(TEXT TO READ):
--- Start ---

Function Extraction Technology:
Prinicpal Investigator: Richard C. Linger
Automated Calculation of Computer Progam Behavior
Function extraction (FX) is a disruptive new technology with potential to improve the economics of software development and increase the dependability of software systems.
Function Extraction Concepts
Present-day, labor-intensive methods of software engineering are increasingly overwhelmed by the scope and complexity of modern systems. We believe software engineering must be transformed into a more computational discipline based on science foundations that enable fast and dependable software development. Other engineering disciplines have made this transformation to rigorous computational analysis of subject matter to their everlasting benefit.
In particular, it is vital that software engineers understand all of the behavior of software, because unknown behavior can harbor incorrect functionality and security vulnerabilities. What is needed is a precise and comprehensive "all cases of behavior" view of what software does, something that is unavailable with current software engineering technology.

--- End ---

(EXERCISE TASKS):
**A)** According to the function extraction text, what can unknown software behavior harbor?
**B)** Restate the function extraction text beginning at the words "Function Extraction Concepts" and stopping after "software engineering technology.", swapping "behavior" for "conduct".

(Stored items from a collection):
--- Start ---

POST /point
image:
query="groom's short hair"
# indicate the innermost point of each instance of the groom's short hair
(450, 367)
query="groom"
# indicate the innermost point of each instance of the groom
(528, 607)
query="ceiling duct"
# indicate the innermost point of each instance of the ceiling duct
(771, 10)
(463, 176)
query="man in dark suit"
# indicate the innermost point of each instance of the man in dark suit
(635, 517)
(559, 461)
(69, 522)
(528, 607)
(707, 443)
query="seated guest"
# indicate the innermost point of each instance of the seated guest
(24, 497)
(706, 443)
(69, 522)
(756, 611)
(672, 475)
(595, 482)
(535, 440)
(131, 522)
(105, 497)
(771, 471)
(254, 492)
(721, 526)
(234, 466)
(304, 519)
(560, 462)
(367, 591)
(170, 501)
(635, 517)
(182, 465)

--- End ---

(RESULTS):
**A)** Incorrect functionality and security vulnerabilities.

**B)**
Function Extraction Concepts
Present-day, labor-intensive methods of software engineering are increasingly overwhelmed by the scope and complexity of modern systems. We believe software engineering must be transformed into a more computational discipline based on science foundations that enable fast and dependable software development. Other engineering disciplines have made this transformation to rigorous computational analysis of subject matter to their everlasting benefit.
In particular, it is vital that software engineers understand all of the conduct of software, because unknown conduct can harbor incorrect functionality and security vulnerabilities. What is needed is a precise and comprehensive "all cases of conduct" view of what software does, something that is unavailable with current software engineering technology.